**GIVEN EXERCISE**
Skip every line before the one containing "of the blue", then copy that line and the rest of the entries below exactly, through the last line.

[BEGIN MATERIAL SUPPLIED]

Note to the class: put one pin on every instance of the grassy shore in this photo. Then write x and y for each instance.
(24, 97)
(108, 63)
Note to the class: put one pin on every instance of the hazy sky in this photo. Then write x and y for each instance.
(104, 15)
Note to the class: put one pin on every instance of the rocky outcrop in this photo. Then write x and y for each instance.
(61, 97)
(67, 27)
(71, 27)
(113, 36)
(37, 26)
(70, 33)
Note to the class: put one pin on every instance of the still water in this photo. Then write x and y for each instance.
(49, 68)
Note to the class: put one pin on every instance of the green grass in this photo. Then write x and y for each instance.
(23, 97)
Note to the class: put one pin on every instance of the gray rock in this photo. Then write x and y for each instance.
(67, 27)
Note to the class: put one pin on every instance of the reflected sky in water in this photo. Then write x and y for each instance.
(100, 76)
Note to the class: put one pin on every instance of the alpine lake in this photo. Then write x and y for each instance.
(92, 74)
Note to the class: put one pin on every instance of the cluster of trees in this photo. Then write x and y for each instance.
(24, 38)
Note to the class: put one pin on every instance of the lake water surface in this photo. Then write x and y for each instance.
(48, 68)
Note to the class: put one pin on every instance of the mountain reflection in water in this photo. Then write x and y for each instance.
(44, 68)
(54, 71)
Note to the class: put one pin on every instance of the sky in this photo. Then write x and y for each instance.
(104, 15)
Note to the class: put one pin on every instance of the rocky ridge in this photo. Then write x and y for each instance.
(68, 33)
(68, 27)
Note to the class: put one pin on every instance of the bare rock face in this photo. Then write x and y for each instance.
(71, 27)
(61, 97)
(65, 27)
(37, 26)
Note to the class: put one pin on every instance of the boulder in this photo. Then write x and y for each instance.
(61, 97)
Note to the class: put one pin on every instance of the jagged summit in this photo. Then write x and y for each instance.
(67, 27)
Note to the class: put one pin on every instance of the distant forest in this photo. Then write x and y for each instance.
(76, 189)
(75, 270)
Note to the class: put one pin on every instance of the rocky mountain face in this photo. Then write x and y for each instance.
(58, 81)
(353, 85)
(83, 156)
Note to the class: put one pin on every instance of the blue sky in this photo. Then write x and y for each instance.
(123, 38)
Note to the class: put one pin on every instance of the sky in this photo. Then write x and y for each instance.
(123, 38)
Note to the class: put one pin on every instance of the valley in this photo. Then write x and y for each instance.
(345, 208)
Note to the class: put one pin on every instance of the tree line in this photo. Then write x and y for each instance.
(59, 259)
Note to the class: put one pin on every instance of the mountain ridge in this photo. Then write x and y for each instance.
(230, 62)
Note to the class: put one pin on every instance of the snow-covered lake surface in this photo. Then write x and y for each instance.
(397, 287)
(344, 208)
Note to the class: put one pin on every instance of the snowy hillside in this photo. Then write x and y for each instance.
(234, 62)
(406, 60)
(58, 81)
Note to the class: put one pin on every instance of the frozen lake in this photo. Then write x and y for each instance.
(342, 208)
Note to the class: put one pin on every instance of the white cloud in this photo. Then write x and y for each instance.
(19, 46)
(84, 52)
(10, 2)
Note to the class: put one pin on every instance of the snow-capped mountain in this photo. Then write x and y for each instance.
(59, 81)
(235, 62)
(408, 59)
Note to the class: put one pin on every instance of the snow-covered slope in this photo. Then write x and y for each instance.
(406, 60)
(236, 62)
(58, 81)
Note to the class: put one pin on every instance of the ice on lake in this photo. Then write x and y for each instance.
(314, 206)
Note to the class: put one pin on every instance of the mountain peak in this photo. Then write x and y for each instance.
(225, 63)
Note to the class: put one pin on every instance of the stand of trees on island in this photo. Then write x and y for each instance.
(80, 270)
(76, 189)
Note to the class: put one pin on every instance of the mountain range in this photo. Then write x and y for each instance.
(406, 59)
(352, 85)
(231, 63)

[END MATERIAL SUPPLIED]

**FINISHED ANSWER**
Note to the class: put one pin on every instance of the blue sky in this photo. Then write x and y for each instance.
(123, 38)
Note to the class: put one pin on every instance of the sky in this photo. Then write x and y for each instance.
(123, 38)
Note to the class: put one pin on every instance of the valley in this photo. Then write x and y for each instance.
(345, 208)
Note to the class: put one pin on every instance of the tree line in this photo. Then write x and y for each instance.
(59, 259)
Note to the class: put one pin on every instance of the mountain ridge in this photo. Then write x and y for each instance.
(230, 62)
Note to the class: put one pin on every instance of the snow-covered lake surface in this photo. Then write x and y for each instance.
(397, 287)
(344, 208)
Note to the class: put one pin on every instance of the snowy hillside in this photo. Then write x and y for each instance.
(234, 62)
(406, 60)
(58, 81)
Note to the class: put one pin on every instance of the frozen lake in this photo. Then write x and y for each instance.
(342, 208)
Note to the class: put one pin on every instance of the white cloud in this photo. Then write x and y for each instance.
(19, 46)
(84, 52)
(10, 2)
Note to the class: put one pin on every instance of the snow-capped mountain in this photo. Then write x and y for each instance.
(59, 81)
(235, 62)
(408, 59)
Note to the class: put one pin on every instance of the snow-covered slope in this photo. Then write x and y for each instance.
(406, 60)
(236, 62)
(58, 81)
Note to the class: put one pin on every instance of the ice on lake in this photo. Then write x and y for each instance.
(314, 206)
Note to the class: put one pin on every instance of the mountain peak in this photo. Then write x and y for each instance.
(225, 63)
Note to the class: put one pin on every instance of the stand of trees on island in this photo. Then write x and y for each instance.
(80, 270)
(76, 189)
Note to the class: put one pin on every instance of the mountain range in this photo. Then write x and y for each instance.
(406, 59)
(352, 85)
(231, 63)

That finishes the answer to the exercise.